§ **TASK TO COMPLETE**
Count the lines in the entries that contain "Find". Say the number and nothing more.

§ **DATA SECTION**
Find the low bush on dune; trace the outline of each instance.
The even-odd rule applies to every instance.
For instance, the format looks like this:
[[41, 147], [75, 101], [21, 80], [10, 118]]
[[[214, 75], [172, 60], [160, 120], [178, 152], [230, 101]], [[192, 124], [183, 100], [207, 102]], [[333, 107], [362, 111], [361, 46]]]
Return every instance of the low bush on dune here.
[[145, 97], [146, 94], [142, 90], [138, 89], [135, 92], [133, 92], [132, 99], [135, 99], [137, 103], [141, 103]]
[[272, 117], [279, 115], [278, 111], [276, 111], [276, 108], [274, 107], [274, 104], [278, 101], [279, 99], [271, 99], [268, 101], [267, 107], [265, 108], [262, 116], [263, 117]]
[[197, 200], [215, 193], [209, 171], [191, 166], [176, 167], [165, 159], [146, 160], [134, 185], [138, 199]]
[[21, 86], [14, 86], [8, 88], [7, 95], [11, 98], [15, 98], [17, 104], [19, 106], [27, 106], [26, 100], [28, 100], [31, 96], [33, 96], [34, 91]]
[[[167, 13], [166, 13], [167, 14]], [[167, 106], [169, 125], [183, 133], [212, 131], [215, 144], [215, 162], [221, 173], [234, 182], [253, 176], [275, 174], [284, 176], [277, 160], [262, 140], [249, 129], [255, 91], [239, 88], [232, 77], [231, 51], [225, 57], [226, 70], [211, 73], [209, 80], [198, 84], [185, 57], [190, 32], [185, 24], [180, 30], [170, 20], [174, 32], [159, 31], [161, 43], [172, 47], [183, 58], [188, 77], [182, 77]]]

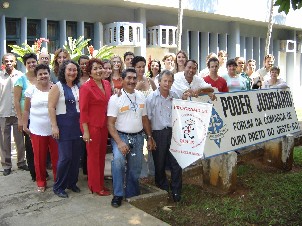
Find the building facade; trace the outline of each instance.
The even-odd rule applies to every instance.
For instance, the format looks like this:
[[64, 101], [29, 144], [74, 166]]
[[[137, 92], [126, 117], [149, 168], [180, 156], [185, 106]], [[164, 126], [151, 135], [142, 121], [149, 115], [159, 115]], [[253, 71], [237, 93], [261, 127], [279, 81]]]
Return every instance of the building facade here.
[[[90, 38], [95, 49], [117, 45], [113, 51], [162, 59], [176, 52], [178, 0], [7, 0], [0, 11], [0, 56], [8, 45], [47, 38], [48, 51], [62, 47], [67, 37]], [[263, 66], [270, 1], [183, 0], [182, 50], [205, 67], [209, 52], [226, 50], [229, 58], [255, 59]], [[302, 86], [302, 11], [287, 16], [274, 9], [270, 53], [294, 93], [297, 107]], [[114, 23], [119, 22], [119, 23]], [[136, 24], [139, 24], [137, 26]], [[160, 27], [160, 25], [163, 25]], [[19, 65], [19, 67], [22, 67]], [[24, 70], [24, 68], [22, 68]]]

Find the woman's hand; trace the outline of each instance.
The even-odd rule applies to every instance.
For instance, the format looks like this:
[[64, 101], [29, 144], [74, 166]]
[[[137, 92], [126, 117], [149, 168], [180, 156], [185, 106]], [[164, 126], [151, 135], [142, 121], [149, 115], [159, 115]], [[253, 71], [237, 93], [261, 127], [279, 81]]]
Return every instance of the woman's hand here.
[[89, 134], [88, 131], [87, 132], [84, 131], [84, 133], [83, 133], [83, 140], [85, 142], [87, 142], [87, 143], [89, 143], [90, 141], [92, 141], [92, 139], [90, 138], [90, 134]]
[[124, 156], [127, 155], [130, 151], [129, 146], [124, 141], [118, 143], [117, 147]]
[[52, 126], [51, 130], [52, 130], [52, 137], [54, 139], [59, 139], [59, 127], [58, 126]]
[[22, 122], [22, 118], [18, 118], [18, 131], [22, 132], [23, 131], [23, 122]]
[[27, 133], [28, 135], [30, 135], [30, 130], [27, 128], [27, 125], [26, 126], [23, 126], [23, 131], [25, 133]]

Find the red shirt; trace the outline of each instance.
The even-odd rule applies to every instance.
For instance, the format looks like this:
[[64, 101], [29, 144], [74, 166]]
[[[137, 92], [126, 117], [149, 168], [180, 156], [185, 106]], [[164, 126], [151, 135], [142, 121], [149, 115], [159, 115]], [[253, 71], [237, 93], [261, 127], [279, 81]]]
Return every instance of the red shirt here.
[[229, 92], [228, 85], [224, 78], [218, 76], [218, 79], [214, 81], [213, 79], [211, 79], [210, 75], [208, 75], [203, 79], [206, 83], [210, 84], [212, 87], [217, 88], [219, 92]]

§ **WORKED SOLUTION**
4